AVAILABLE RECORDS:
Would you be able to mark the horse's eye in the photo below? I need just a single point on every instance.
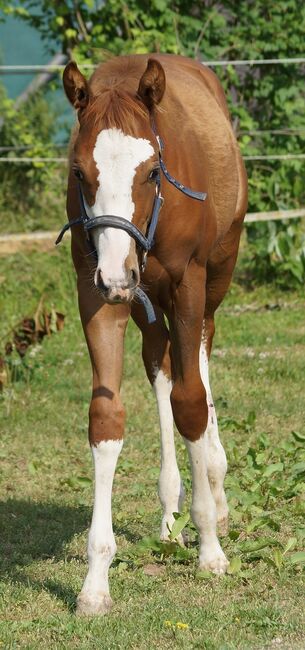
(78, 173)
(154, 175)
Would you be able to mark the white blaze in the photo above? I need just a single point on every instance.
(117, 157)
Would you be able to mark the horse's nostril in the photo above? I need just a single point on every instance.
(100, 282)
(134, 276)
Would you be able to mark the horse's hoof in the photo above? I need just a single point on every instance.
(217, 564)
(223, 526)
(93, 605)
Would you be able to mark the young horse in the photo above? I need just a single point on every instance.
(135, 112)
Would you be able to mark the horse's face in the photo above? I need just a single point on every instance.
(117, 172)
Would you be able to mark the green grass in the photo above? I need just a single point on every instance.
(257, 374)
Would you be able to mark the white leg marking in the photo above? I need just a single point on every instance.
(171, 491)
(216, 457)
(203, 510)
(94, 597)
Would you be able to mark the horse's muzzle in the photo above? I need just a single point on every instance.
(114, 293)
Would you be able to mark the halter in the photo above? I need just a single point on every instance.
(145, 242)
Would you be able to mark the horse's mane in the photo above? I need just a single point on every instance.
(114, 107)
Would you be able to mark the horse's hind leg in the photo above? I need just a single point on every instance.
(219, 273)
(216, 457)
(189, 403)
(157, 363)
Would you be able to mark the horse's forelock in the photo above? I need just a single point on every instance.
(114, 108)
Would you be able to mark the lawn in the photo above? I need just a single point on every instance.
(161, 601)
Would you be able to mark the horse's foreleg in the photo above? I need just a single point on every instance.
(105, 333)
(189, 402)
(216, 457)
(157, 363)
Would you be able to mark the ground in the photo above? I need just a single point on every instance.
(160, 599)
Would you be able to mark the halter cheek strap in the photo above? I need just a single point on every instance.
(145, 242)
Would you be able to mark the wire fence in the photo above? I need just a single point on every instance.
(26, 69)
(283, 131)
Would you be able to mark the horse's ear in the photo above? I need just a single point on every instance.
(76, 86)
(152, 84)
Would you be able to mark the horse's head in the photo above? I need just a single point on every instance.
(115, 159)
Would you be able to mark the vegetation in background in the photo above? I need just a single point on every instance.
(161, 599)
(263, 99)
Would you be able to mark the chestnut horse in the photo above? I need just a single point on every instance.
(135, 115)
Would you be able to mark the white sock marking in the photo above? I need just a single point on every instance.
(101, 543)
(215, 454)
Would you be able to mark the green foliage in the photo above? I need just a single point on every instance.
(276, 253)
(28, 188)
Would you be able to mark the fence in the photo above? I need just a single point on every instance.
(54, 68)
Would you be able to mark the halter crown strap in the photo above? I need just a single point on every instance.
(113, 221)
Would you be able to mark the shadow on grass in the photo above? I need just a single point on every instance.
(39, 531)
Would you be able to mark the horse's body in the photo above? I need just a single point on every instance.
(115, 154)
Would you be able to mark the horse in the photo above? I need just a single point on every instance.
(156, 197)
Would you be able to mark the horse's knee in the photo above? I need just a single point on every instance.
(106, 419)
(190, 409)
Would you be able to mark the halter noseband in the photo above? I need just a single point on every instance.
(145, 242)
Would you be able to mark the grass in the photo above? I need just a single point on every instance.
(257, 378)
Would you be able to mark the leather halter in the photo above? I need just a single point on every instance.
(145, 242)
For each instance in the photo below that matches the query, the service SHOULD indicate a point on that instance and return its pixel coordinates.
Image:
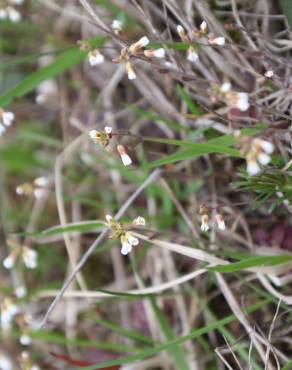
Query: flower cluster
(255, 150)
(133, 50)
(94, 55)
(234, 99)
(37, 189)
(6, 119)
(9, 12)
(27, 254)
(192, 55)
(204, 211)
(103, 138)
(127, 238)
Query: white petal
(7, 118)
(225, 87)
(242, 102)
(132, 239)
(253, 168)
(109, 218)
(41, 181)
(203, 26)
(139, 221)
(263, 158)
(8, 262)
(143, 41)
(14, 15)
(126, 248)
(108, 129)
(25, 340)
(267, 146)
(192, 56)
(127, 161)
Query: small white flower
(7, 118)
(41, 181)
(263, 158)
(126, 159)
(242, 101)
(20, 291)
(157, 53)
(266, 146)
(25, 340)
(203, 27)
(2, 129)
(13, 14)
(3, 14)
(109, 218)
(132, 239)
(29, 257)
(9, 261)
(225, 87)
(192, 55)
(139, 221)
(95, 57)
(180, 30)
(108, 129)
(117, 26)
(39, 193)
(126, 248)
(253, 168)
(130, 71)
(269, 73)
(5, 362)
(220, 221)
(220, 41)
(205, 223)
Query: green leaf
(63, 62)
(252, 262)
(194, 334)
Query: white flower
(266, 146)
(20, 291)
(9, 261)
(180, 30)
(205, 223)
(6, 117)
(157, 53)
(192, 55)
(13, 14)
(39, 193)
(128, 241)
(29, 257)
(3, 14)
(220, 41)
(131, 73)
(108, 129)
(242, 101)
(220, 221)
(25, 340)
(263, 158)
(5, 363)
(117, 26)
(2, 129)
(269, 73)
(203, 26)
(225, 87)
(139, 221)
(139, 45)
(127, 161)
(95, 57)
(252, 167)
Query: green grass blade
(194, 334)
(63, 62)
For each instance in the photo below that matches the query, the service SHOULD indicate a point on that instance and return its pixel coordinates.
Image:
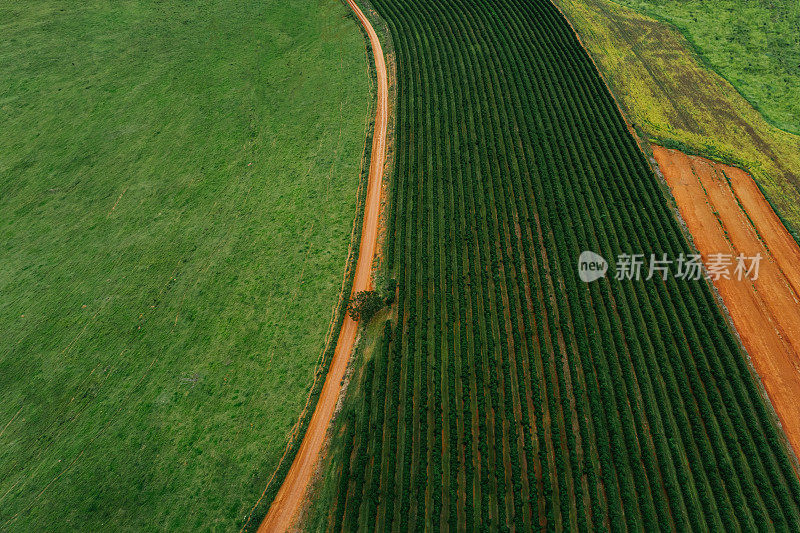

PROBLEM STATEMENT: Copy out each line of the rows above that contains the word "marking".

RESPONSE TO THE TASK:
Would you be able to mark the white leg marking in the photo above? I need just a single point on every instance.
Would you be able to mark the white sock marking in the photo above? I need just a single point on every instance.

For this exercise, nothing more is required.